__What you will do__
Go to the line containing "pixel 66 28" in the records below and retype from there through the final line, exactly.

__The input__
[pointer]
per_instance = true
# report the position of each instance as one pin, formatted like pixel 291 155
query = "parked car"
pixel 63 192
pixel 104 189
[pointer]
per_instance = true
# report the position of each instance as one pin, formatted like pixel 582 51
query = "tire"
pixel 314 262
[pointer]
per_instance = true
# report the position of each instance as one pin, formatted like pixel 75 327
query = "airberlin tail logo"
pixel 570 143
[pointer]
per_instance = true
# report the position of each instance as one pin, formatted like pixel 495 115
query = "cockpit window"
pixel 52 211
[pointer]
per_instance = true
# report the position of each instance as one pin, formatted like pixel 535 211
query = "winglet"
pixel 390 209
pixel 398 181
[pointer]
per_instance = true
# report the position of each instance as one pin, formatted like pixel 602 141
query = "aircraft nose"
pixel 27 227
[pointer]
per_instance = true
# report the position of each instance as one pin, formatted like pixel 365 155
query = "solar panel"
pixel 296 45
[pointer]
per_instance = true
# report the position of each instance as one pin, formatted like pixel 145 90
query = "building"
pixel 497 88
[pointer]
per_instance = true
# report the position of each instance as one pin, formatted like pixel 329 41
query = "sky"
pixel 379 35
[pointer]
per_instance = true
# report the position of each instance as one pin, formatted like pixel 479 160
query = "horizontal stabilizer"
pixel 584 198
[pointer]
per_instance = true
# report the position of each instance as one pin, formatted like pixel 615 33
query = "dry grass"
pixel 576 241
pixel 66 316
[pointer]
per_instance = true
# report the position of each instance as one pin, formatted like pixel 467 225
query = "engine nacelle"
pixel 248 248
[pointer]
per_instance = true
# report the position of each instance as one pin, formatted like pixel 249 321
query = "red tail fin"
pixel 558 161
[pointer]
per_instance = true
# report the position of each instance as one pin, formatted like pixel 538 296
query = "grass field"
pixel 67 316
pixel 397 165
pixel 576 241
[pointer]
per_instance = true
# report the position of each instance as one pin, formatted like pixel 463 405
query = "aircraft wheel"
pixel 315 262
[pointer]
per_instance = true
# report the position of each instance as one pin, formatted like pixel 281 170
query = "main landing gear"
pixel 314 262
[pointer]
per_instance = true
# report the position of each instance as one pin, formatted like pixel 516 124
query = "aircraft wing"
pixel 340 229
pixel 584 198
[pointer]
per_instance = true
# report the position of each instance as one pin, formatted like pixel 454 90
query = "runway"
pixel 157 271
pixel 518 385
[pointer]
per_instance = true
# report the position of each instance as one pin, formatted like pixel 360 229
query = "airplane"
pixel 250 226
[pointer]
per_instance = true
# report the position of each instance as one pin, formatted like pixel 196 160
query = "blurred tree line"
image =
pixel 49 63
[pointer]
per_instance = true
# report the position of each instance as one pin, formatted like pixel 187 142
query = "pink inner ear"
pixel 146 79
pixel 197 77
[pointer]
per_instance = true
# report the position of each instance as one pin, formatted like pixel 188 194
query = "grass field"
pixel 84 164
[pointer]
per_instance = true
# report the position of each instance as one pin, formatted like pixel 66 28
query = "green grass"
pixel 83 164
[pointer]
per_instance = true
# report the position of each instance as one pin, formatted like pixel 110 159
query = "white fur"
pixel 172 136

__Response to this task__
# report the position of each instance as one pin, formatted like pixel 66 28
query = "green grass"
pixel 83 164
[pointer]
per_instance = true
# report the position of each instance as one pin, formatted like pixel 110 159
query = "white fur"
pixel 172 136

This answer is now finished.